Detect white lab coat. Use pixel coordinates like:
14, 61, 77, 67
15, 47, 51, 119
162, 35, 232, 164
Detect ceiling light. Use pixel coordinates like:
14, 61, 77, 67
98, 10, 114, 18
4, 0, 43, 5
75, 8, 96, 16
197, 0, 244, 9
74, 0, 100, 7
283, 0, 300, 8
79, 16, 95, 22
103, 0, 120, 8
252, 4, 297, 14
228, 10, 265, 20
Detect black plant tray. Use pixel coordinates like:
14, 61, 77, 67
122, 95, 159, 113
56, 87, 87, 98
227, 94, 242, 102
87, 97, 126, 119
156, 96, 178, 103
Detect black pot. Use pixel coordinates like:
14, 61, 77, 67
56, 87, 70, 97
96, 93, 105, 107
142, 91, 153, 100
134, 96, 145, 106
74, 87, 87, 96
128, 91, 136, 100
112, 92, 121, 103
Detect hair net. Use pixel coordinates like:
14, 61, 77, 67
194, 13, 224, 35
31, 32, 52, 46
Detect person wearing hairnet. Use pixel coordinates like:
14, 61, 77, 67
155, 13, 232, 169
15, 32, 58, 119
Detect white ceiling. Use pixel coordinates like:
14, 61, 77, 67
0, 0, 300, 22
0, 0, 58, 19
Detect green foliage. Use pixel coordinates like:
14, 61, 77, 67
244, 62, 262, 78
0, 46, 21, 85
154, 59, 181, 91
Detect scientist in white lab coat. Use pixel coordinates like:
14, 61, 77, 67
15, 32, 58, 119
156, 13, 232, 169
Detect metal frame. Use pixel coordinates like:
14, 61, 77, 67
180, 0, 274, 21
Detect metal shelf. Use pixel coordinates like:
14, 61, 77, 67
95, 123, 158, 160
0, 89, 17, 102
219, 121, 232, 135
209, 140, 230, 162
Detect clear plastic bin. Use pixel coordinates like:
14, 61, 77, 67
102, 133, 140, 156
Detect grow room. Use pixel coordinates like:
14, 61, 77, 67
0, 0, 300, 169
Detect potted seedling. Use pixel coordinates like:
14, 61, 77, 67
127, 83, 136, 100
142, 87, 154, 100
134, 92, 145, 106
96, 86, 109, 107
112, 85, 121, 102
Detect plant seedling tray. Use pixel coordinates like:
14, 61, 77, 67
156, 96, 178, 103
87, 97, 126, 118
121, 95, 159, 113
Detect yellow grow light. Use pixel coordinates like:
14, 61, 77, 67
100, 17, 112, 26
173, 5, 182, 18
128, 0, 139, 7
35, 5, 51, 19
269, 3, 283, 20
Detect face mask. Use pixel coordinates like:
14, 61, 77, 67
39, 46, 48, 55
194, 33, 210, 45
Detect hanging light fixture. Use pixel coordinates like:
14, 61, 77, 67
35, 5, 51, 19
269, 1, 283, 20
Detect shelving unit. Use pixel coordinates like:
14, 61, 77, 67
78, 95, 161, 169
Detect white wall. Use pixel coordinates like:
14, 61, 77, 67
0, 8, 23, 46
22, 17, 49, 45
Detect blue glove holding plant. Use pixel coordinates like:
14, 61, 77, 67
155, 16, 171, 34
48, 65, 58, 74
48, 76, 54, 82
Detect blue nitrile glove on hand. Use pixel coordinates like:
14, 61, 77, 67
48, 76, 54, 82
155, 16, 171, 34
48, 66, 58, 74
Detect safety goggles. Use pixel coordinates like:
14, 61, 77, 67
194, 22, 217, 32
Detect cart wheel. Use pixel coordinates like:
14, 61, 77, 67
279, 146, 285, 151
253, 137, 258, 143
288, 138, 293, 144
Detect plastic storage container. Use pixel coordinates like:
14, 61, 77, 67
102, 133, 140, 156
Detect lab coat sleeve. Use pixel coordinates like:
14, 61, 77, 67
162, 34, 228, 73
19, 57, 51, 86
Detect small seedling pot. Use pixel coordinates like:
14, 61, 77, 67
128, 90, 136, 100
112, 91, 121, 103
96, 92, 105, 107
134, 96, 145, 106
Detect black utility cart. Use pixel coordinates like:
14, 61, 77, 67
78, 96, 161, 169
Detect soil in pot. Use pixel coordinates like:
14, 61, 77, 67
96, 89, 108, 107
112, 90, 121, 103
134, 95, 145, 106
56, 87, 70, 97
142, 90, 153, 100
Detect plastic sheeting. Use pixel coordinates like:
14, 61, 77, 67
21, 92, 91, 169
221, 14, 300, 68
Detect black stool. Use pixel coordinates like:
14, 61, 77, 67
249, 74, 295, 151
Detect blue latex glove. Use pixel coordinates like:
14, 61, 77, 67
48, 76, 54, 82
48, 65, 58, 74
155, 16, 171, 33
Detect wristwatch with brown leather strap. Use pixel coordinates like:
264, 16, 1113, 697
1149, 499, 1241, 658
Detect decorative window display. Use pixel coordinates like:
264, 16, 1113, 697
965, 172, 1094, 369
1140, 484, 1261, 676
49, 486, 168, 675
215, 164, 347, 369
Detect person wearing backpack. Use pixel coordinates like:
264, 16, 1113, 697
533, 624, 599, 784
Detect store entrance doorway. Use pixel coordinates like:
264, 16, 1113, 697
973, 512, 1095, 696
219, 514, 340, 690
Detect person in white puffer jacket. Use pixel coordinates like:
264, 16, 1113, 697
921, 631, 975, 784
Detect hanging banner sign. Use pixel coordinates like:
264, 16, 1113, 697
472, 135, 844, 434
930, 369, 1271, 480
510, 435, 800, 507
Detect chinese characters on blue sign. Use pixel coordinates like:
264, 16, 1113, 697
━━━━━━━━━━━━━━━━━━━━━━━━━━━━━━
◆ **PROBLEM**
Copy every item above word for word, without changing anything.

◆ **EXERCISE RESPONSE**
Detect white lab coat. Use pixel coordinates like:
14, 61, 77, 67
15, 47, 51, 119
162, 35, 232, 164
Detect ceiling light. Use pixel coordinates like:
14, 61, 77, 67
98, 10, 114, 18
4, 0, 43, 5
75, 8, 96, 16
197, 0, 244, 9
74, 0, 100, 7
283, 0, 300, 8
79, 16, 95, 22
103, 0, 120, 8
252, 4, 297, 14
228, 10, 265, 20
Detect black plant tray. Use pixel coordinates like:
14, 61, 77, 67
122, 95, 159, 113
56, 87, 87, 98
227, 94, 242, 102
87, 97, 126, 119
156, 96, 178, 103
Detect black pot. Use pixel coordinates like:
14, 61, 77, 67
56, 87, 70, 97
96, 93, 105, 107
142, 91, 153, 100
134, 96, 145, 106
74, 87, 87, 96
128, 91, 136, 100
112, 92, 121, 103
Detect hair net. Use pixel coordinates like:
14, 61, 77, 67
194, 13, 224, 35
31, 32, 52, 46
Detect person wearing hairnet. Use pixel coordinates like:
14, 61, 77, 67
155, 13, 232, 169
15, 32, 58, 119
Detect white ceiling. Use pixel coordinates like:
14, 61, 77, 67
0, 0, 300, 22
0, 0, 58, 19
Detect green foliage. Use pixel coordinates like:
14, 61, 77, 67
244, 62, 262, 78
0, 46, 21, 85
154, 59, 181, 91
Detect scientist in white lab coat. Use pixel coordinates like:
14, 61, 77, 67
15, 32, 58, 119
156, 13, 232, 169
Detect metal frame. Use pixel coordinates like:
14, 61, 77, 67
180, 0, 274, 21
Detect metal shelf. Use pixel coordinates like:
14, 61, 77, 67
95, 123, 158, 160
0, 89, 17, 102
219, 121, 232, 135
209, 140, 230, 162
Detect clear plastic bin. Use pixel coordinates like:
14, 61, 77, 67
102, 133, 140, 156
Detect grow room. Use pixel coordinates like:
14, 61, 77, 67
0, 0, 300, 169
Detect potted seedling. Use pixel coordinates like:
14, 61, 77, 67
127, 83, 136, 100
142, 87, 154, 100
134, 92, 145, 106
96, 86, 109, 107
112, 85, 121, 102
Detect plant seedling tray. Use pixel coordinates like:
14, 61, 77, 67
156, 96, 178, 103
87, 97, 126, 118
121, 95, 159, 113
Detect yellow grow light. Use pixel coordinates like:
14, 61, 77, 67
100, 17, 112, 26
173, 5, 182, 18
128, 0, 139, 7
35, 5, 51, 19
269, 3, 283, 20
Detect face mask. Use pixel coordinates like:
14, 61, 77, 67
39, 46, 48, 55
194, 33, 210, 45
Detect hanging light fixture. Use pixel coordinates like:
14, 61, 77, 67
35, 5, 51, 19
269, 1, 283, 20
Detect shelving unit. Use pixel coordinates like:
14, 61, 77, 67
78, 95, 161, 169
Detect white wall. Use pixel coordinates like:
14, 61, 77, 67
0, 8, 23, 46
22, 17, 49, 45
Detect blue glove holding plant. Use pixel coordinates like:
14, 61, 77, 67
155, 16, 171, 34
48, 65, 58, 74
48, 76, 54, 82
Detect blue nitrile glove on hand. Use pixel coordinates like:
14, 61, 77, 67
48, 76, 54, 82
155, 16, 171, 34
48, 66, 58, 74
Detect safety goggles. Use pixel coordinates like:
14, 61, 77, 67
194, 22, 217, 32
Detect cart wheel. Use pixel coordinates like:
14, 61, 77, 67
279, 146, 285, 151
253, 137, 258, 143
288, 138, 293, 144
Detect plastic storage container. Use pixel coordinates like:
14, 61, 77, 67
102, 133, 140, 156
Detect lab coat sleeve. Use pixel coordinates like:
14, 61, 77, 67
162, 34, 228, 73
19, 57, 51, 86
Detect small seedling pot. Use pixel coordinates like:
14, 61, 77, 67
128, 90, 136, 100
112, 91, 121, 103
96, 92, 105, 107
134, 96, 145, 106
Detect black utility cart. Use pixel coordinates like:
14, 61, 77, 67
78, 96, 161, 169
Detect soil in pot. Use pixel coordinates like:
14, 61, 77, 67
96, 89, 108, 107
112, 90, 121, 103
134, 95, 145, 106
56, 87, 70, 97
142, 90, 153, 100
Detect plastic sheeting. Use pixel coordinates like:
14, 61, 77, 67
21, 92, 91, 169
221, 14, 300, 68
Detect black stool. Use pixel coordinates like:
14, 61, 77, 67
249, 74, 295, 151
Detect blue latex glove. Use pixel coordinates like:
14, 61, 77, 67
48, 76, 54, 82
48, 65, 58, 74
155, 16, 171, 33
Detect wristwatch with brown leather strap. Use pixel coordinates like:
264, 16, 1113, 697
1149, 499, 1241, 658
Detect decorative window display. Use pixel coordinates like:
264, 16, 1113, 697
965, 172, 1094, 369
1140, 484, 1261, 676
49, 486, 168, 675
215, 164, 347, 369
Detect person wearing backpack. Use pixel coordinates like:
264, 16, 1113, 697
533, 624, 599, 784
Detect store entrance doorway. Use pixel coordinates like:
264, 16, 1113, 697
973, 512, 1095, 696
219, 514, 340, 690
Detect person in white puffer jacket. Use pixel coordinates like:
264, 16, 1113, 697
921, 631, 975, 784
Detect hanging banner sign. Use pixel coordinates like:
264, 16, 1113, 697
472, 135, 844, 434
930, 369, 1271, 480
510, 435, 800, 507
Detect chinese characters on blue sign. Use pixel coordinates like:
264, 16, 1113, 697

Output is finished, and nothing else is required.